(Excerpts of location labeling data)
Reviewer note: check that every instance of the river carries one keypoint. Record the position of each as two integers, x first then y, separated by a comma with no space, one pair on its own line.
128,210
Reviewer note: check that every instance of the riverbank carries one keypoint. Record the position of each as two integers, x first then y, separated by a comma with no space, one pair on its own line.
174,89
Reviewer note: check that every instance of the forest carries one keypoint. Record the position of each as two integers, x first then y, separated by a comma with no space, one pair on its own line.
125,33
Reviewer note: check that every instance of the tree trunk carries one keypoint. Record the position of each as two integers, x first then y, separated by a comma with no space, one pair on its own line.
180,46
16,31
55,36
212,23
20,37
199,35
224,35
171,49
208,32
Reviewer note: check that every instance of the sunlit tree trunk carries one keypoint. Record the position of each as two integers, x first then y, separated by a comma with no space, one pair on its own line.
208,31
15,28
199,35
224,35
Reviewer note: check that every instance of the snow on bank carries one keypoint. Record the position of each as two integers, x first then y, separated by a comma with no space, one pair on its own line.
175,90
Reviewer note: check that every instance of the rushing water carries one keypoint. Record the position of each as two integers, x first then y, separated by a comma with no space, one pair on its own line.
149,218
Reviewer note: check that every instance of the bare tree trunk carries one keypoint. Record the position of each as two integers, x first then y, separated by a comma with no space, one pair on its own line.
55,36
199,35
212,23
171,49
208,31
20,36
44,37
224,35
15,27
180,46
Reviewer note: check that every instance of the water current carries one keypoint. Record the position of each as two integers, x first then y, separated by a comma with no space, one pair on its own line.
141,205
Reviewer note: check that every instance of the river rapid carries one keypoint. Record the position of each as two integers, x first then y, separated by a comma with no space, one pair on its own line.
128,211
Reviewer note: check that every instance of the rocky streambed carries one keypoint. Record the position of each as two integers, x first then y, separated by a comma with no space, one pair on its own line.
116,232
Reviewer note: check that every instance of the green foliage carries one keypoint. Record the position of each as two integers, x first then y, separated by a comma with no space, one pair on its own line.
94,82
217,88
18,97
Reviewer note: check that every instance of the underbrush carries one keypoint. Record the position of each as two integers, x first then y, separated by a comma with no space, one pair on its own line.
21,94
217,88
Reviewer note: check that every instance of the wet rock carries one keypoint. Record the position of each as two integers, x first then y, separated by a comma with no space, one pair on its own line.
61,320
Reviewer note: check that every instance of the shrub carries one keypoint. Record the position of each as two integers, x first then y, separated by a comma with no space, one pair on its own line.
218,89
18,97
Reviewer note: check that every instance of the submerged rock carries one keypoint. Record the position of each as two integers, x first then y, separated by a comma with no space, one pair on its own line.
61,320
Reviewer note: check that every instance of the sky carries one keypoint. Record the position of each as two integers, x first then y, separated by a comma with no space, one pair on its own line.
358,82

Problem details:
Copy all the records above exactly, missing none.

Solution to the exercise:
Reviewer note: check that every instance of the river carries one keypoint. Record the position of each as two integers, x first then y, separated by a comma with no space, one pair on its own line.
128,210
Reviewer note: check that every instance of the riverbank carries one keypoint. Record the position of each as two integers, x first then y, separated by a comma with no space, one pair on its own line.
174,89
Reviewer note: check that every instance of the forest carries one keypoint. Record the position of each as two integers, x first then y, separated by a comma with no space, one pair on its own line.
125,33
Reviewer note: check that every instance of the tree trunk carries one keypoint. Record the position of each as two integers, x first then y, separated by a comma with no space, one pair on its own line.
180,46
16,31
55,36
212,23
20,37
199,35
224,35
171,49
208,32
Reviewer note: check that every instance of the sunlit tree trunk carries one keypoint. Record the position of each as two integers, x first then y, separated by a comma with no space, one pair on its own line.
208,31
15,28
199,35
224,35
Reviewer note: check that every instance of the snow on bank carries one keypoint. Record the position of each as two integers, x first then y, separated by a comma with no space, one pair on its own line.
175,90
Reviewer note: check that every instance of the rushing water carries one keypoint. Record the position of each as two integers, x first then y, separated by a comma with no space, one pair on its own line.
149,218
Reviewer note: check that every instance of the bare tree trunk carries one keypoint. Record the position of each as two integers, x first then y, separated by a comma with no space, one pair on its own line.
55,36
199,35
212,23
171,49
208,31
20,36
44,37
224,35
15,27
180,46
Reviewer note: check that every instance of the water current carries one keypoint. Record the position of each as two integers, x first then y, separated by a comma with no space, one pair on its own line.
141,205
Reviewer note: check that every instance of the river rapid carries one keypoint. Record the position of each as two integers, x first then y, separated by a comma with no space, one pair on its own line.
128,211
Reviewer note: check that every instance of the rocky streambed carries one keypoint. Record the position of each as two integers, x first then y, separated by a comma with no space, one pair on its own line.
116,232
Reviewer note: check that every instance of the green foliage carries one keypoint. Record the position of each as two integers, x first then y, separated by a comma with no space, one pair on its own line.
94,82
217,88
18,97
Reviewer note: check that every instance of the underbrush carries one keypoint. Record the position of each as two integers, x first then y, separated by a comma with no space, one pair on its own line.
21,94
217,88
Reviewer note: check that every instance of the wet rock carries one keypoint. Record the position of each as two integers, x first then y, separated by a comma with no space, one pair on its own line.
61,320
Reviewer note: check that every instance of the shrub carries one keypoint. Record the position of each as two integers, x first then y, separated by a comma with no space, one pair on its own line.
218,89
18,97
Reviewer note: check that every instance of the submerged rock carries one keypoint. Record the position of each as two integers, x first then y, separated by a comma with no space, one pair on its own line.
61,320
Reviewer note: check that every instance of the sky carries one keypoint. Record the position of each as two integers, x first then y, separated by a comma with no space, one pair on its own line.
358,82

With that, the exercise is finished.